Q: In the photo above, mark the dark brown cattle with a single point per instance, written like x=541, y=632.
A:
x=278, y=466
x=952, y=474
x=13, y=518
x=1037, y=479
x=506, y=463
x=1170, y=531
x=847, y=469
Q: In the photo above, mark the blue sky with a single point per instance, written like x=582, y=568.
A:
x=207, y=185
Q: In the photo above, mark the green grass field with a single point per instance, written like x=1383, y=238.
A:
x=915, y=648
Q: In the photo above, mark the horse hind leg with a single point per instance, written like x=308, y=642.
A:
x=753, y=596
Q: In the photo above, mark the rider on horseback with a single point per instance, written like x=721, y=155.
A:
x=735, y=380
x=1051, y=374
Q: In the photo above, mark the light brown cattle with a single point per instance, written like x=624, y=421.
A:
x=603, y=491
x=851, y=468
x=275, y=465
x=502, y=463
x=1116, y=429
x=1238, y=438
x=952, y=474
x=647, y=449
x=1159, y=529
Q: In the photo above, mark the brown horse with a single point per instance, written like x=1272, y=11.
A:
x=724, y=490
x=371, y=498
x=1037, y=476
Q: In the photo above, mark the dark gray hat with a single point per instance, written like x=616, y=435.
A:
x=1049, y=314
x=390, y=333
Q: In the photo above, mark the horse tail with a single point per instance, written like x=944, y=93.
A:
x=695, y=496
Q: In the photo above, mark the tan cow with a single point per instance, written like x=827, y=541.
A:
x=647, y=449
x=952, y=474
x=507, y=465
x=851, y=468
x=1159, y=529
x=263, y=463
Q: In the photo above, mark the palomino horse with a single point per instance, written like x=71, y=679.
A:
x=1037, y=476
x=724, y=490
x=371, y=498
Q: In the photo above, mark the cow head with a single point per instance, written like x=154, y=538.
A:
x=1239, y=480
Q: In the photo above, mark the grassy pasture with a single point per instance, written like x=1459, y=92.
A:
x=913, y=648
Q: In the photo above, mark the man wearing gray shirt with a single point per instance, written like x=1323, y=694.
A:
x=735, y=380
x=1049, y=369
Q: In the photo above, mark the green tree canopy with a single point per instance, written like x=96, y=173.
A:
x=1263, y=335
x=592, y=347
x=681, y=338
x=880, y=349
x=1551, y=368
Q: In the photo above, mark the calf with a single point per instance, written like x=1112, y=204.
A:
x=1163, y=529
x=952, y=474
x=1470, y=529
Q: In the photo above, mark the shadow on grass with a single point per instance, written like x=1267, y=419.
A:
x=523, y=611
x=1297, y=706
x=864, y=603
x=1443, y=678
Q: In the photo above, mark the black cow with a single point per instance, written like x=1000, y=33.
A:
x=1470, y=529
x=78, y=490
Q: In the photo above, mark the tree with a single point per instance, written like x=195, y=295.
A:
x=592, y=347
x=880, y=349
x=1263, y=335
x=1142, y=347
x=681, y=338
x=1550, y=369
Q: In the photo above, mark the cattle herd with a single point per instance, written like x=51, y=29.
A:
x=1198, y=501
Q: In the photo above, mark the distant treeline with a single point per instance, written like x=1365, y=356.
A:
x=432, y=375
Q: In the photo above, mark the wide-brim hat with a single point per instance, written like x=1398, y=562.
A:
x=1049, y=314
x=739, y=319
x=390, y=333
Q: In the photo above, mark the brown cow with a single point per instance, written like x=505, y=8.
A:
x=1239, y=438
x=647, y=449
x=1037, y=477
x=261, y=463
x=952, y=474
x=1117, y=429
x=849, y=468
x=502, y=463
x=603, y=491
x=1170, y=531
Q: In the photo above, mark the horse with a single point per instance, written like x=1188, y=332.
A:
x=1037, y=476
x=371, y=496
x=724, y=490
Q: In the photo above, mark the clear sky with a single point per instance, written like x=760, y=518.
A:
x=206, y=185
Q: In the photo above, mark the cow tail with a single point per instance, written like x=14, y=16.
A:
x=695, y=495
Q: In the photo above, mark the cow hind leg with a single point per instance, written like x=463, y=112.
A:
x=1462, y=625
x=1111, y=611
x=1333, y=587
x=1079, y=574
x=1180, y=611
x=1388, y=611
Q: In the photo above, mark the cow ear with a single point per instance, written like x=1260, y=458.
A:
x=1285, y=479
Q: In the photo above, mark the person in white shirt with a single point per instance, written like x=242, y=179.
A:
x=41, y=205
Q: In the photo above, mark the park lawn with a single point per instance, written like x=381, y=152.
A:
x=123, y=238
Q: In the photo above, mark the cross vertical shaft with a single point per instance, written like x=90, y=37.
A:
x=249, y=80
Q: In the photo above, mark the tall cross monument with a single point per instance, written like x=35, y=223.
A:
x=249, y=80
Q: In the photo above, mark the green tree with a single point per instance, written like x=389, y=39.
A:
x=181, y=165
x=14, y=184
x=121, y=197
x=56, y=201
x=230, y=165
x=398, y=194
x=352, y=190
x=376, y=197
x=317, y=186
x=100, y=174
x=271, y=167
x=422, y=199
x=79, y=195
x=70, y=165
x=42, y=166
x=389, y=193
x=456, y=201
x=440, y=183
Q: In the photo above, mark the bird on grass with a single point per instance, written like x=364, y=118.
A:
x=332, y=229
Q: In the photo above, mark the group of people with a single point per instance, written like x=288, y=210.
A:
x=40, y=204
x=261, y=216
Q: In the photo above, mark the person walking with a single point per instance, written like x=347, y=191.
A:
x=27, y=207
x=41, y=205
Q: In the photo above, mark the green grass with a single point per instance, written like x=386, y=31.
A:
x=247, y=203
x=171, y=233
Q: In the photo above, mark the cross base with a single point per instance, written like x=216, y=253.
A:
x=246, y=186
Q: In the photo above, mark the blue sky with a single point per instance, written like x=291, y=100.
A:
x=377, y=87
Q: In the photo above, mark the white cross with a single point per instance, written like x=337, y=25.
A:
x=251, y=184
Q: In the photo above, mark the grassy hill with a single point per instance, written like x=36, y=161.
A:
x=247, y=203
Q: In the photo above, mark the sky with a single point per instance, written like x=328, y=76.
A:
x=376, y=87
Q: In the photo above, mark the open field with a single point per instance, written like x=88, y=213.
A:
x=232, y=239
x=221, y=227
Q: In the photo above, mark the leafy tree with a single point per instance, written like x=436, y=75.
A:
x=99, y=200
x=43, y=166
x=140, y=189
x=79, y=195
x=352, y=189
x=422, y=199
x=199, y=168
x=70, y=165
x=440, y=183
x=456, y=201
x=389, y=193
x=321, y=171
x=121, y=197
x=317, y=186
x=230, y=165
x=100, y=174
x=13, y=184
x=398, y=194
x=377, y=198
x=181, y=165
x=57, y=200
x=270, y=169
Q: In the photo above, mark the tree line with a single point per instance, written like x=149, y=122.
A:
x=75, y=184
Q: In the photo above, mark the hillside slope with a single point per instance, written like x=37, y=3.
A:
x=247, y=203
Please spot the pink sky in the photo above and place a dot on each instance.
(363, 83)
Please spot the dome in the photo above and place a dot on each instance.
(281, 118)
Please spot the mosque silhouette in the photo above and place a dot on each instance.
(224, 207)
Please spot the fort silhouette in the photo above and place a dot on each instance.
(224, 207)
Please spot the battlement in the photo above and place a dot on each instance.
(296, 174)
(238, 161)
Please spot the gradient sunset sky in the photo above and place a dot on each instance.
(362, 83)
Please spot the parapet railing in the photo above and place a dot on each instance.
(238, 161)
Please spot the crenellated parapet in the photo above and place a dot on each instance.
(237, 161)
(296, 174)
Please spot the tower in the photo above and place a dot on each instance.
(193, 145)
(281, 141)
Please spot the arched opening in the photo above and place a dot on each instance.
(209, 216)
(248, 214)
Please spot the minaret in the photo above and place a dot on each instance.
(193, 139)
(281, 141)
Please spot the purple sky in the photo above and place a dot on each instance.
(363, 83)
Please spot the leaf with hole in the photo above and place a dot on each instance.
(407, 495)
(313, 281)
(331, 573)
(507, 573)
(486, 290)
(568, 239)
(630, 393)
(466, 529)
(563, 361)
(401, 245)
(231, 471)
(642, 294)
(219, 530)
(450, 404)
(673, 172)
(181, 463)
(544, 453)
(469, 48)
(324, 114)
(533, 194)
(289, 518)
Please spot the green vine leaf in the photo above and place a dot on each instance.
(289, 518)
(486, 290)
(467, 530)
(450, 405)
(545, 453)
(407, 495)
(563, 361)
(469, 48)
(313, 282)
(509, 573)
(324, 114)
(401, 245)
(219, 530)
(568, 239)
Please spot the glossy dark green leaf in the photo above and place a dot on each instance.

Task to complete
Rewrite the part of the rows above that opens with the line containing "Q: In the photo above, mark the person walking" and closes with the line containing "x=376, y=87", both lines included. Leave the requests unchanged, and shift every coordinate in the answers by adding 122 to it.

Response
Q: In the photo above, mark the person walking with a single point per instance, written like x=347, y=191.
A:
x=149, y=329
x=163, y=327
Q: In the photo above, mark the green grass with a single point per instance, written like x=386, y=31.
A:
x=369, y=325
x=293, y=355
Q: In the photo above, mark the cross base with a single point per instance, written like x=216, y=253.
A:
x=368, y=308
Q: In the photo above, mark the blue sky with a single point per instance, written like x=291, y=100.
A:
x=499, y=209
Q: In the photo above, mark the white cross with a single point per instance, written like x=337, y=25.
A:
x=373, y=306
Q: In the photo above, mark the grassy hill with a single point per instance, written like x=36, y=161.
A:
x=369, y=325
Q: In the photo above, mark the sky with a single point per instance, written like x=328, y=76.
A:
x=498, y=209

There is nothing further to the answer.